━━━ Dataset excerpts
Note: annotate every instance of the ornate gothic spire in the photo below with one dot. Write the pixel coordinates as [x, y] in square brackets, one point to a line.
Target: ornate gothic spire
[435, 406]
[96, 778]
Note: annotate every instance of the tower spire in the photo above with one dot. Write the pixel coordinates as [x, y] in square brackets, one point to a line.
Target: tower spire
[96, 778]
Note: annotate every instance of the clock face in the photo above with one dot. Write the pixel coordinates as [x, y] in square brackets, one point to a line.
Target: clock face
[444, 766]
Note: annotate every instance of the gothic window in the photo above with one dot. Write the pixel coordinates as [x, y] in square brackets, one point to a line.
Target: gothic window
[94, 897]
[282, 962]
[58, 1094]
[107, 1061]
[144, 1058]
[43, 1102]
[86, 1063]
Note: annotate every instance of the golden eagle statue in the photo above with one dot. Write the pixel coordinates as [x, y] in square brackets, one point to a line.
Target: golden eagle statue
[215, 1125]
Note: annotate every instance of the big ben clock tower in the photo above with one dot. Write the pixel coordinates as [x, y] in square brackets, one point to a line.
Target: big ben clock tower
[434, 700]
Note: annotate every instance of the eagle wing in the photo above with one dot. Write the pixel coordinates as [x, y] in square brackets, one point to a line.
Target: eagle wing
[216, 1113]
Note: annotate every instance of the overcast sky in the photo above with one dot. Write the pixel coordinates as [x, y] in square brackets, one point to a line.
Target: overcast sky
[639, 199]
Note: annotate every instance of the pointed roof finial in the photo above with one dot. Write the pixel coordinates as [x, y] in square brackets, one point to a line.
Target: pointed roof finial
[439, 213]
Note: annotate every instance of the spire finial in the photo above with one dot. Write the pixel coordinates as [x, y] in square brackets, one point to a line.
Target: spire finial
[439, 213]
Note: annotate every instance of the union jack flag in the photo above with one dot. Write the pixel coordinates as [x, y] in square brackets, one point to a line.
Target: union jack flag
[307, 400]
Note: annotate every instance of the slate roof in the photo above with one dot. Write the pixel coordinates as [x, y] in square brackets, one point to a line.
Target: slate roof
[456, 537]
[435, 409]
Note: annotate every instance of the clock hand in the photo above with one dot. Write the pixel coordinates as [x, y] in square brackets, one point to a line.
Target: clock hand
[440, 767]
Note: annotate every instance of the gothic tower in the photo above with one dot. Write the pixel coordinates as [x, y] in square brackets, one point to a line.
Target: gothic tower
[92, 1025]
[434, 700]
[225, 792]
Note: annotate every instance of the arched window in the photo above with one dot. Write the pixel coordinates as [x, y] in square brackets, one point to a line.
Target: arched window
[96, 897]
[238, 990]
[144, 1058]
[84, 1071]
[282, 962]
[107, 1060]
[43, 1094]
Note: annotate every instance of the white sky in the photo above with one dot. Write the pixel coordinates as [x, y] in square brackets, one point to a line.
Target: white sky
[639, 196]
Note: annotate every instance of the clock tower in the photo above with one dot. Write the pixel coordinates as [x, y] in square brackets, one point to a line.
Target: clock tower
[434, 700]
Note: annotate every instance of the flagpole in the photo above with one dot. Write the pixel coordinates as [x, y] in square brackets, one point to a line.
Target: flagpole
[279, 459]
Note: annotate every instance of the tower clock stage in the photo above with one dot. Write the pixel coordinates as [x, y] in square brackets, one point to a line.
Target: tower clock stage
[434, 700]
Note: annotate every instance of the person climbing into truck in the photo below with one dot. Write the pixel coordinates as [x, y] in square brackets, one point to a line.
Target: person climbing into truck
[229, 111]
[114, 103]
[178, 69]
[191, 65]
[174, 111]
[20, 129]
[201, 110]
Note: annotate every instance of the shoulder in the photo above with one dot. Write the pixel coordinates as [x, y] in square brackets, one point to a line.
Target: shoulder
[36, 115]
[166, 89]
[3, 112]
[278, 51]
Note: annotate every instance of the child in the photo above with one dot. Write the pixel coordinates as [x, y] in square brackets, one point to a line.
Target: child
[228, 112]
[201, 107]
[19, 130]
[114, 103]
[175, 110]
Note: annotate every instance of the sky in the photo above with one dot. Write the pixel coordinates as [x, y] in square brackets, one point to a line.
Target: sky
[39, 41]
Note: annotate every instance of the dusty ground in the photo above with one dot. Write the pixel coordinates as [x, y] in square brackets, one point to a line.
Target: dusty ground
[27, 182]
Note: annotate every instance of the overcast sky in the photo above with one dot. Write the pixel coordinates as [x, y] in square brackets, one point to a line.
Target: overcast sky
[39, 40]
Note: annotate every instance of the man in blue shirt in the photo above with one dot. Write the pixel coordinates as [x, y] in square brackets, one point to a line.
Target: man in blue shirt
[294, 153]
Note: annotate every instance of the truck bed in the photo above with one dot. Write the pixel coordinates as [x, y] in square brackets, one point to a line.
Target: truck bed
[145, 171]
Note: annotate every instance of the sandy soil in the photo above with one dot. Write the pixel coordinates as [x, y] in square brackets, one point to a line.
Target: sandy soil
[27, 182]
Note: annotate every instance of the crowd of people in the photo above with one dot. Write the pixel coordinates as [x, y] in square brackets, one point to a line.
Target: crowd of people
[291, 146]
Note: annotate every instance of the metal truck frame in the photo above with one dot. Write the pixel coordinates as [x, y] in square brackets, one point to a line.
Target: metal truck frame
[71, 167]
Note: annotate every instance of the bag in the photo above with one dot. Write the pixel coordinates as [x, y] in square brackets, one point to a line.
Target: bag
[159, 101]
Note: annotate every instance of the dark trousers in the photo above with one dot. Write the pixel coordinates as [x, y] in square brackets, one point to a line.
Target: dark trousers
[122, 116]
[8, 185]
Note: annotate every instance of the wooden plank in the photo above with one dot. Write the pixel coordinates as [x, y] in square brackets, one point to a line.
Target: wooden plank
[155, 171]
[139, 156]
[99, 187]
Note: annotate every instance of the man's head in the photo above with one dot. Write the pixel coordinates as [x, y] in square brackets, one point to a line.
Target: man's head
━━━━━━
Look through the entries and give the number of lines containing the word "below". Add nothing else.

Final answer
2